**What is expected**
Could you retype each of the rows below character for character, keeping their order unchanged?

=== Supplied data ===

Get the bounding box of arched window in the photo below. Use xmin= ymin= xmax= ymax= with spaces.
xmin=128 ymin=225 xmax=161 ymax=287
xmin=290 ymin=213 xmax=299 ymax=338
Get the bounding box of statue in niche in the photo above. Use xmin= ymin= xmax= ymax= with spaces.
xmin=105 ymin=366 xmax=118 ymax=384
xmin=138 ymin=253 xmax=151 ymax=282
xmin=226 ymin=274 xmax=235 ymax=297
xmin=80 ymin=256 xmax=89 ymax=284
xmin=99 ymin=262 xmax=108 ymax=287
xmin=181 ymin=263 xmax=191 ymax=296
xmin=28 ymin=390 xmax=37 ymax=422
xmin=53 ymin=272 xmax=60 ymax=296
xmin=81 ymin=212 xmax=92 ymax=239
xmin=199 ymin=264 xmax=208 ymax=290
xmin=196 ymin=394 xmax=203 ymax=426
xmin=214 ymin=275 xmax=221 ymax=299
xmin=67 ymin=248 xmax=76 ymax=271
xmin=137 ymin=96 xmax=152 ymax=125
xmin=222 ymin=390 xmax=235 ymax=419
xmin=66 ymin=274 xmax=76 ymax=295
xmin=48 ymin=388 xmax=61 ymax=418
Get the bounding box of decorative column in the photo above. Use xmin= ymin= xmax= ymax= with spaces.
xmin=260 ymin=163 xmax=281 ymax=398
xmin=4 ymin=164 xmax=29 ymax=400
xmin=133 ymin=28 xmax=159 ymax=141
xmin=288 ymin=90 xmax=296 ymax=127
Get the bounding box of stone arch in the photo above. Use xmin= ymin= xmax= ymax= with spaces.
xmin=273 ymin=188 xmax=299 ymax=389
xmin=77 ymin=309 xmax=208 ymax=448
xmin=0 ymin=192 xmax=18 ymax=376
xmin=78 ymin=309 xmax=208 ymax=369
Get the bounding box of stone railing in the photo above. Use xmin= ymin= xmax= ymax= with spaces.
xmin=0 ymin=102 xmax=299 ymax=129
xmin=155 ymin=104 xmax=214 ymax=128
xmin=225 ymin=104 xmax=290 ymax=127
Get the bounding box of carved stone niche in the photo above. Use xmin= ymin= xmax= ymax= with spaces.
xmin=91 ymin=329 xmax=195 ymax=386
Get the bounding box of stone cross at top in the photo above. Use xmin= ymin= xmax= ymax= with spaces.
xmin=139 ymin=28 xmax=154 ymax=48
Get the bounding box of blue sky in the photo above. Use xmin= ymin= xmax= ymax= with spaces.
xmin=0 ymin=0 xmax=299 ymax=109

===

**Exercise response**
Get the bounding box of arched window in the photo below. Use xmin= ymin= xmax= ymax= with spaces.
xmin=128 ymin=225 xmax=161 ymax=287
xmin=290 ymin=213 xmax=299 ymax=338
Get the bounding box of statue in niche in the photo above. Use xmin= ymin= xmax= ymax= with spaces.
xmin=105 ymin=366 xmax=118 ymax=384
xmin=138 ymin=253 xmax=151 ymax=282
xmin=226 ymin=274 xmax=235 ymax=297
xmin=80 ymin=256 xmax=89 ymax=284
xmin=99 ymin=262 xmax=108 ymax=287
xmin=181 ymin=263 xmax=191 ymax=296
xmin=28 ymin=390 xmax=37 ymax=422
xmin=53 ymin=272 xmax=60 ymax=296
xmin=81 ymin=212 xmax=92 ymax=239
xmin=199 ymin=264 xmax=208 ymax=290
xmin=196 ymin=394 xmax=203 ymax=426
xmin=214 ymin=275 xmax=221 ymax=299
xmin=67 ymin=248 xmax=76 ymax=271
xmin=137 ymin=96 xmax=152 ymax=125
xmin=222 ymin=390 xmax=235 ymax=419
xmin=66 ymin=274 xmax=76 ymax=295
xmin=48 ymin=388 xmax=61 ymax=418
Get the bounding box of decorative column in the photo above. Use xmin= ymin= xmax= ymax= with spaces.
xmin=260 ymin=163 xmax=281 ymax=398
xmin=4 ymin=164 xmax=29 ymax=400
xmin=133 ymin=28 xmax=159 ymax=141
xmin=288 ymin=90 xmax=296 ymax=127
Get the bounding box of stone arch in the photo above. Use xmin= ymin= xmax= ymax= with spaces.
xmin=273 ymin=188 xmax=299 ymax=389
xmin=77 ymin=309 xmax=208 ymax=448
xmin=0 ymin=192 xmax=18 ymax=376
xmin=78 ymin=309 xmax=208 ymax=369
Get the bounding box of stone railing in the photo above. Use xmin= ymin= xmax= ymax= with spaces.
xmin=0 ymin=102 xmax=299 ymax=129
xmin=155 ymin=104 xmax=214 ymax=128
xmin=225 ymin=104 xmax=290 ymax=127
Get the bounding box of carved stone niche in the photo above. Use xmin= ymin= xmax= ymax= with spaces.
xmin=91 ymin=329 xmax=195 ymax=386
Get the bounding box of stone cross at top in the photo above. Use xmin= ymin= xmax= ymax= with spaces.
xmin=139 ymin=28 xmax=154 ymax=48
Get the bounding box of blue sky in the photo above. Use xmin= ymin= xmax= ymax= with spaces.
xmin=0 ymin=0 xmax=299 ymax=109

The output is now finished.